By Dr. Shanta Premawardhana 

More than 50 years ago, Dr. Mary Nelson (founder of Bethel New Life in the westside of Chicago) marched with Dr. Martin Luther King and gospel singer Mahalia Jackson in Chicago. For several decades, Dr. Nelson was a faculty member of OMNIA Institute’s predecessor organization SCUPE (Seminary Consortium for Urban Pastoral Education) and she continues as an Advisory Board member of the OMNIA Institute for Contextual Leadership. In an OMNIA podcast, Dr. Nelson talked about the Beloved Community as God’s vision for the city. It is that same vision that animated the founders of SCUPE to prepare pastors to break down all barriers to the flourishing of community. At the beginning of Black History month, it is fitting that we remember the power of this vision.

SCUPE was formed in 1976 with 12 member seminaries (including LSTC in Chicago and Luther Seminary in St. Paul) to teach seminary students an alternative method of doing theology and pastoral ministry. Rather than start from received traditions, SCUPE taught them to begin their theologizing from the questions and struggles that arise from the context of the city. This meant that they needed to get out into the streets and neighborhoods to talk to people in places like bus stops, coffee shops, police stations, emergency rooms, churches and expressway underpasses. Thousands of pastors learned from SCUPE to “listen to, learn from and live in solidarity with those in the margins” (our motto) and to have those questions stimulate their sermon preparation and their pastoral ministry.

Five years ago, SCUPE expanded its mission. Rather than serve only seminary students, it expanded to also include clergy and lay leaders who were already working in the field. Rather than serve only Christians, expanded to include those from multiple religious traditions. Rather than only focus on Chicago, it expanded to include many countries. As we sought a name that demonstrated our commitment to the inclusivity of Dr. King’s Beloved Community, the Latin word OMNIA (meaning “all”) came to us. Click here to a video of its unveiling in 2017.

Among those delighted with the choice of that name was one of our treasured advisory Board members at the time, Dr. Martin Marty. After that unveiling, Dr. Marty went home, and the first thing he did, he said, was to open his Latin Vulgate Bible and do a word search. He wrote to me his musings on the several bible verses in which the word “omnia” occurs. Out of all these, one clearly stands out, he wrote, which he recommended that we use as a charter: omnia enim vestra sunt, “All belong to you, you belong to Christ, and Christ belongs to God” (1 Corinthians 3:22,23). “All belong to you,” he said, “claim it!”

Perhaps it is our way of claiming “All” but immediately after that, we decided that our commitment to Beloved Community requires us to go to those places in the world where community is most fragile. Our expertise and experiences in interfaith relations and our global relationships allowed us to explore this widely. It took us first to Northeastern Nigeria where we sought to equip religious leaders and people of faith to counter religious extremism and religion-based oppression, domination and violence. Click here for a video on our work in Nigeria.

§ **Exercises to complete**
#1 Reproduce the OMNIA article word for word, from "Perhaps it is" up to and including "work in Nigeria.".
#2 Resume the OMNIA article after its last sentence, carrying it forward in the same voice.
The records come from a source separate from the OMNIA article.

§ **Data supplied**
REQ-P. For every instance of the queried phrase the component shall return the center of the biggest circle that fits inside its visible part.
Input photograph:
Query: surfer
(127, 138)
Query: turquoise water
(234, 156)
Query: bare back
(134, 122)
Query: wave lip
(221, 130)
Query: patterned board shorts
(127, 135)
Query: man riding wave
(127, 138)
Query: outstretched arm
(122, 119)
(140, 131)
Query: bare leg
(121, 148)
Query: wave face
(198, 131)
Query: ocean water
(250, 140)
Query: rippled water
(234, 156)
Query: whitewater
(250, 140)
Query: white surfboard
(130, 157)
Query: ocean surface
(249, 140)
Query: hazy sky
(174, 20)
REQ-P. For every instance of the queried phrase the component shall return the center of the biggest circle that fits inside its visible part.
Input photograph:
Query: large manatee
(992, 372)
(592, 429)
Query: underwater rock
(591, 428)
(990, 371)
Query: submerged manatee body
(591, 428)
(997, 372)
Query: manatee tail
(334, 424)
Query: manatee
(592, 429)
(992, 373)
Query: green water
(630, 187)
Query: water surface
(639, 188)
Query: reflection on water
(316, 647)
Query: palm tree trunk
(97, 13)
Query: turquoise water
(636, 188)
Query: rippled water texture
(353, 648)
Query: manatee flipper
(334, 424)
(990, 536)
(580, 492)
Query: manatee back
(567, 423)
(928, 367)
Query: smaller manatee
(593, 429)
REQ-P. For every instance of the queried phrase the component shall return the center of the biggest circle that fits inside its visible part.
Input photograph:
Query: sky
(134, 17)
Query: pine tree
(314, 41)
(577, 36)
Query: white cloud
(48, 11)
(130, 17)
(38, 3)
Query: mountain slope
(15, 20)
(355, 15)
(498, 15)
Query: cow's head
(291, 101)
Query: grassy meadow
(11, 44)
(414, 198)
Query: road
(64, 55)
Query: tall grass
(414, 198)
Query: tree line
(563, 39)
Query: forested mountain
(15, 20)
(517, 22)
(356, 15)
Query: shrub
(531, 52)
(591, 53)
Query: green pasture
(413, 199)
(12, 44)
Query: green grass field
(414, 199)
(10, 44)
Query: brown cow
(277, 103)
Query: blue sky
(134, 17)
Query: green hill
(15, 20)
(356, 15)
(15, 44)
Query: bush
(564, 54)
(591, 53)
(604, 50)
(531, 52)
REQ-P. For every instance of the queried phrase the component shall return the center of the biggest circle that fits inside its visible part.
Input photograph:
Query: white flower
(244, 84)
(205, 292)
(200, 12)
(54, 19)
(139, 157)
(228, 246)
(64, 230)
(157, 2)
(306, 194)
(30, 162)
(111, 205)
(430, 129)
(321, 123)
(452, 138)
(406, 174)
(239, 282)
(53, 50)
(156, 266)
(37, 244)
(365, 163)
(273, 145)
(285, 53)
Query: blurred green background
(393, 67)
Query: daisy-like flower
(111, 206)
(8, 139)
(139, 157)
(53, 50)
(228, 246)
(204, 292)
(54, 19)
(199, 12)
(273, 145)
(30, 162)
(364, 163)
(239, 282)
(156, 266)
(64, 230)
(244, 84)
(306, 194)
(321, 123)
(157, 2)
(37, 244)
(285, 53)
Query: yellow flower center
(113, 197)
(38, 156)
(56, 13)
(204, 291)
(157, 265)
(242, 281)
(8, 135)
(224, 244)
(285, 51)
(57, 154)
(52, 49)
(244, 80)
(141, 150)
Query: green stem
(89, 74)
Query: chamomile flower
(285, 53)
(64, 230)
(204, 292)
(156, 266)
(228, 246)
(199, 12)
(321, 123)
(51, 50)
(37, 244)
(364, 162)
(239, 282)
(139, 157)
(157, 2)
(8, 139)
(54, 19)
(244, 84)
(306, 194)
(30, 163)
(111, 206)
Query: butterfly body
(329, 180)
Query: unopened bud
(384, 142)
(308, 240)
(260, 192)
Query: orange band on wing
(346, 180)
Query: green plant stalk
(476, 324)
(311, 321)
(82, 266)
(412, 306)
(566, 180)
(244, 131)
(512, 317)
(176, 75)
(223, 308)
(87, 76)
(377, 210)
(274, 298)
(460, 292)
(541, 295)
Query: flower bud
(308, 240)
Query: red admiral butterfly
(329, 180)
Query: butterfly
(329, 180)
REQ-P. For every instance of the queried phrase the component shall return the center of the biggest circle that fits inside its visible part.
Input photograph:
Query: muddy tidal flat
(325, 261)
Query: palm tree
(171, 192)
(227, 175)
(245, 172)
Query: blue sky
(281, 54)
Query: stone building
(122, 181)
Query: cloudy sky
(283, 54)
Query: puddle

§ **Answer set**
#1
Perhaps it is our way of claiming “All” but immediately after that, we decided that our commitment to Beloved Community requires us to go to those places in the world where community is most fragile. Our expertise and experiences in interfaith relations and our global relationships allowed us to explore this widely. It took us first to Northeastern Nigeria where we sought to equip religious leaders and people of faith to counter religious extremism and religion-based oppression, domination and violence. Click here for a video on our work in Nigeria.

#2
Decades-long animosity between Muslims and Christians in Northeastern Nigeria created conditions for the rising of the terrorist group Boko Haram. Even though the entire region, including Muslims, suffered from Boko Haram’s brutality, since Christians were their primary target, Boko Haram gained sympathy from many in the large Muslim population. This, and other social conditions made it possible for them to recruit young people more easily for their dastardly cause. Military options proved futile since Boko Haram operatives were embedded within local communities. OMNIA introduced an alternative strategy, developing the conditions necessary for a cultural shift to occur, that reduces people’s tolerance of extremism and increases their affirmation of pluralism.

OMNIA has convened a few thousand Muslims and Christians, some of the toughest, most courageous, women and men, and organized them into Interfaith Peacemaker Teams (IP Teams). They come together, not because of some obligation, but because they are outraged by their suffering. OMNIA trains them to collaborate with each other across religious differences, listen to those in the margins, build power, and act strategically. They learn to have a clear-eyed and hard-nosed evaluation of the power they have, to cut (like a thin slice of a large cake) an issue that is urgent, relevant and winnable. Each small victory leads to larger victories and eventually to a peace-movement. Disciplined peacemakers, they exemplify what it means to be Beloved Community today.

In Gombe State, two women, a Muslim and a Christian had a one-on-one conversation and decided that they would get other women in their village to do the same. Three months later, 11 pairs of women came to see me. I encouraged them to continue their one-on-one conversations. Ten months later, 120 women crowded into a room to plan their next steps. In four months, Nigeria would hold a general election and that invariably meant that there would be election violence. The women decided that there will be no election violence in a village. They held a community feast, and 2000 women turned up. All of them made a commitment that day that they would put pressure on their husbands and sons from engaging in election violence. If they didn’t, “we will strike,” they said. There was no election related violence in that village.

 

Public admiration for what these women achieved was remarkable. That Muslim and Christian women came together to make it happen was astonishing. But it is precisely that kind of action that produces cultural shifts that reduces people’s tolerance for extremism, making it more difficult for Boko Haram to recruit from their communities.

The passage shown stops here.